Museums to try ancestors’ sail from Taiwan to Okinawa - rocky1138
http://the-japan-news.com/news/article/0003553716
======
Dunan
Reading about this reminds me of my favorite folktale from Yonaguni, which
shows off how ingenious these embattled islanders were:

"It is said that from the top of the hills on Yonakuni, one can see Formosa
and sometimes can even notice the lights on that island at night, so that one
would think there would have been much intercourse with Formosa during the
history of the islands. The commercial route is modern, however, and there has
been little communication between Formosa and Yonakuni in former times. It is
said that long ago the fierce natives of Formosa came and took captive some
men and women on Yonakuni Island and ate them. The inhabitants of the island
were, therefore, very much afraid of the Formosans and did not even date to
light a fire at night lest the Formosans should see it and visit them again.
There is a story that when the wind blew in the right direction, the natives
of Yonakuni took long sandals of a length of two feet and threw them into the
sea. When they drifted to Formosa, the [Yonagunians] thought that the
Formosans, seeing them, would imagine from the size of the feet that there
were very big men in that region and would refrain from exploring their
country!"

◆ **Stored data**:
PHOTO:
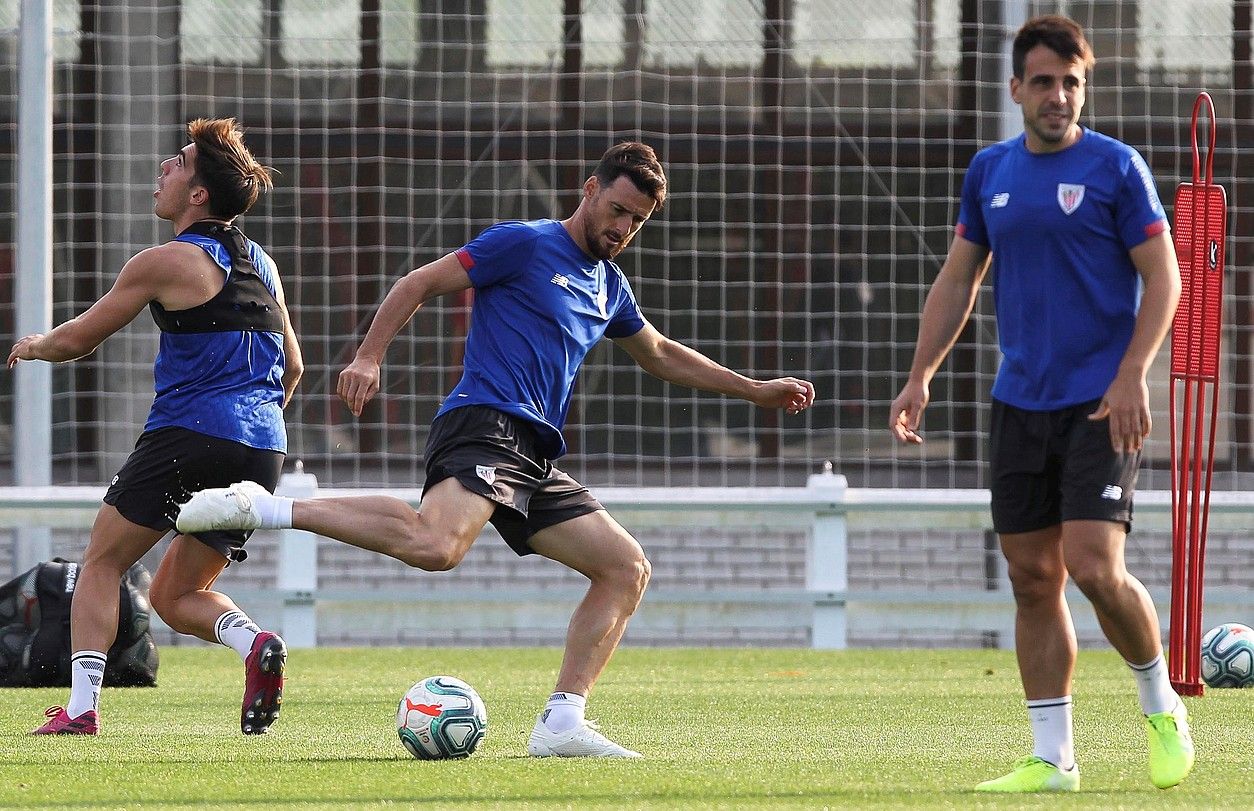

◆ **Task requirements**: Name every place that the forum thread mentions, listing each spelling separately and leaving out the word "Island." The data above comes from a source separate from the thread.

◆ **Task result**: Taiwan, Okinawa, Yonaguni, Formosa, Yonakuni